### Text segment
(libidn.info.gz) Utility Functions

Info Catalog (libidn.info.gz) Preparation (libidn.info.gz) Top (libidn.info.gz) Stringprep Functions
 
 3 Utility Functions
 *******************
 
 The rest of this library makes extensive use of Unicode characters.  In
 order to interface this library with the outside world, your
 application may need to make various Unicode transformations.
 
 3.1 Header file `stringprep.h'
 ==============================
 
 To use the functions explained in this chapter, you need to include the
 file `stringprep.h' using:
 
      #include <stringprep.h>
 
 3.2 Unicode Encoding Transformation
 ===================================
 
 stringprep_unichar_to_utf8
 --------------------------
 
  -- Function: int stringprep_unichar_to_utf8 (uint32_t C, char * OUTBUF)
      C: a ISO10646 character code
 
      OUTBUF: output buffer, must have at least 6 bytes of space.  If
      `NULL', the length will be computed and returned and nothing will
      be written to `outbuf'.
 
      Converts a single character to UTF-8.
 
      *Return value:* number of bytes written.
 
 stringprep_utf8_to_unichar
 --------------------------
 
  -- Function: uint32_t stringprep_utf8_to_unichar (const char * P)
      P: a pointer to Unicode character encoded as UTF-8
 
      Converts a sequence of bytes encoded as UTF-8 to a Unicode
      character.  If `p' does not point to a valid UTF-8 encoded
      character, results are undefined.
 
      *Return value:* the resulting character.
 
 stringprep_ucs4_to_utf8
 -----------------------
 
  -- Function: char * stringprep_ucs4_to_utf8 (const uint32_t * STR,
           ssize_t LEN, size_t * ITEMS_READ, size_t * ITEMS_WRITTEN)
      STR: a UCS-4 encoded string
 
      LEN: the maximum length of `str' to use. If `len' < 0, then the
      string is terminated with a 0 character.
 
      ITEMS_READ: location to store number of characters read read, or
      `NULL'.

[Source data]
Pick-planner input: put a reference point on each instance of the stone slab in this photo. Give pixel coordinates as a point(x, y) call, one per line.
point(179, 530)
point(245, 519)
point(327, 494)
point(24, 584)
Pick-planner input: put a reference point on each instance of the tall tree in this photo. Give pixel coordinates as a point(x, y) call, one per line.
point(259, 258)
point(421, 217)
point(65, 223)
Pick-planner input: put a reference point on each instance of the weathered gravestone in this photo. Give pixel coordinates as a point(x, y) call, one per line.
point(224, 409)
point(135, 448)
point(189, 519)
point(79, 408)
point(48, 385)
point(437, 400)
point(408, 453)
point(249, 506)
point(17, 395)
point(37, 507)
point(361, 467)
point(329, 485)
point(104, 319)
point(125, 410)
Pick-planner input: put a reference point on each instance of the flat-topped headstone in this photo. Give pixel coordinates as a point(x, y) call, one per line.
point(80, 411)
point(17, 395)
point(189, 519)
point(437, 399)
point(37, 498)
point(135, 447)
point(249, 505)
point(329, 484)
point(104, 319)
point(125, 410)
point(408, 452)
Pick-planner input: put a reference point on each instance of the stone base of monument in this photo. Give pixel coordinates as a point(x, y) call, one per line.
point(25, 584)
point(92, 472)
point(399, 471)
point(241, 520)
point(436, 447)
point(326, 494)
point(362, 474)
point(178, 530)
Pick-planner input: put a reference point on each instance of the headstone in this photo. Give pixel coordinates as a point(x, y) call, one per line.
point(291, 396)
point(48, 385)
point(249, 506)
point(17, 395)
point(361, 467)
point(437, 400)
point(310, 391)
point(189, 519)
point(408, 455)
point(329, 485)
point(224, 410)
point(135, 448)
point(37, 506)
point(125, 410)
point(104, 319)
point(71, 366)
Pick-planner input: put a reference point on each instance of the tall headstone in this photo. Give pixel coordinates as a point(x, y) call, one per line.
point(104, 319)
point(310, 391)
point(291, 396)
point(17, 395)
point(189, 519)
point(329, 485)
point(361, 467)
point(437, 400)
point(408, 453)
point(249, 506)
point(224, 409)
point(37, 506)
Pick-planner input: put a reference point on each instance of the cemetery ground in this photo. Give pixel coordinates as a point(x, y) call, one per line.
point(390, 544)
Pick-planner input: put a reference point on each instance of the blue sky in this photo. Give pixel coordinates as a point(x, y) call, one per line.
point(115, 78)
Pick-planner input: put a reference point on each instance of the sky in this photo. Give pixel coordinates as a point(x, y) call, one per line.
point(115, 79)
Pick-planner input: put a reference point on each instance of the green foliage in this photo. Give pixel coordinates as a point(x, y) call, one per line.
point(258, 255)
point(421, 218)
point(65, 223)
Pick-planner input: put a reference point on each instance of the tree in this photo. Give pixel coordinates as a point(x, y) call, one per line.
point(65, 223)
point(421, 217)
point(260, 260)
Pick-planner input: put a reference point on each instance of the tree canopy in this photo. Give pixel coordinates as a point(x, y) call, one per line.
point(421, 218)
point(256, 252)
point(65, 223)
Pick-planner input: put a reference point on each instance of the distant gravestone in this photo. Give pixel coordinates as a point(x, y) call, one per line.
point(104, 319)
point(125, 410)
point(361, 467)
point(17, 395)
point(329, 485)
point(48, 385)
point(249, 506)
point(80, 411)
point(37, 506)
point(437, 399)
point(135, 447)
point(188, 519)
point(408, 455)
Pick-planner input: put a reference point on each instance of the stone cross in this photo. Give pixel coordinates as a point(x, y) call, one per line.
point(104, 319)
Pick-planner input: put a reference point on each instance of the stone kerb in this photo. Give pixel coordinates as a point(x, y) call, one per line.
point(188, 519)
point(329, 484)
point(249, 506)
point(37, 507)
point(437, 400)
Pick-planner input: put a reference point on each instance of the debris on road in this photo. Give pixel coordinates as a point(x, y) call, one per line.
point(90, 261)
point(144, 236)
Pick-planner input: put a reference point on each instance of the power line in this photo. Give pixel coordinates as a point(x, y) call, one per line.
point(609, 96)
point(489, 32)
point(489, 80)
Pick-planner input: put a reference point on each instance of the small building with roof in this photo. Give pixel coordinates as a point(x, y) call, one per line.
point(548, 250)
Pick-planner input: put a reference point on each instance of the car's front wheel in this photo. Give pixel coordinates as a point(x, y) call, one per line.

### Problems and tasks
1 – Using the libidn utility functions page, decide whether each statement agrees with it. Answer yes or no for each and quote the words that decide it. (a) The output buffer given to stringprep_unichar_to_utf8 must have room for at least 6 bytes. (b) stringprep_utf8_to_unichar returns an error code when `p' does not point to a valid UTF-8 encoded character. (c) When `len' is below 0 in stringprep_ucs4_to_utf8, the string is treated as ending with a 0 character.
2 – Write the next part of the libidn utility functions page, following on from its last line.

### Per-task answers
1 –
(a) Yes: "must have at least 6 bytes of space."
(b) No: "If `p' does not point to a valid UTF-8 encoded character, results are undefined."
(c) Yes: "If `len' < 0, then the string is terminated with a 0 character."

2 –
 
      ITEMS_WRITTEN: location to store number of bytes written or `NULL'.
      The value here stored does not include the trailing 0 byte.
 
      Convert a string from a 32-bit fixed width representation as UCS-4.
      to UTF-8. The result will be terminated with a 0 byte.
 
      *Return value:* a pointer to a newly allocated UTF-8 string.  This
      value must be deallocated by the caller.  If an error occurs,
      `NULL' will be returned.
 
 stringprep_utf8_to_ucs4
 -----------------------
 
  -- Function: uint32_t * stringprep_utf8_to_ucs4 (const char * STR,
           ssize_t LEN, size_t * ITEMS_WRITTEN)
      STR: a UTF-8 encoded string
 
      LEN: the maximum length of `str' to use. If `len' < 0, then the
      string is nul-terminated.
 
      ITEMS_WRITTEN: location to store the number of characters in the
      result, or `NULL'.
 
      Convert a string from UTF-8 to a 32-bit fixed width representation
      as UCS-4, assuming valid UTF-8 input.  This function does no error
      checking on the input.
 
      *Return value:* a pointer to a newly allocated UCS-4 string.  This
      value must be deallocated by the caller.
 
 3.3 Unicode Normalization
 =========================
 
 stringprep_ucs4_nfkc_normalize
 ------------------------------
 
  -- Function: uint32_t * stringprep_ucs4_nfkc_normalize (const uint32_t
           * STR, ssize_t LEN)
      STR: a Unicode string.
 
      LEN: length of `str' array, or -1 if `str' is nul-terminated.
 
      Converts a UCS4 string into canonical form, see
      `stringprep_utf8_nfkc_normalize()' for more information.
 
      *Return value:* a newly allocated Unicode string, that is the NFKC
      normalized form of `str'.
 
 stringprep_utf8_nfkc_normalize
 ------------------------------
 
  -- Function: char * stringprep_utf8_nfkc_normalize (const char * STR,
           ssize_t LEN)
      STR: a UTF-8 encoded string.
 
      LEN: length of `str', in bytes, or -1 if `str' is nul-terminated.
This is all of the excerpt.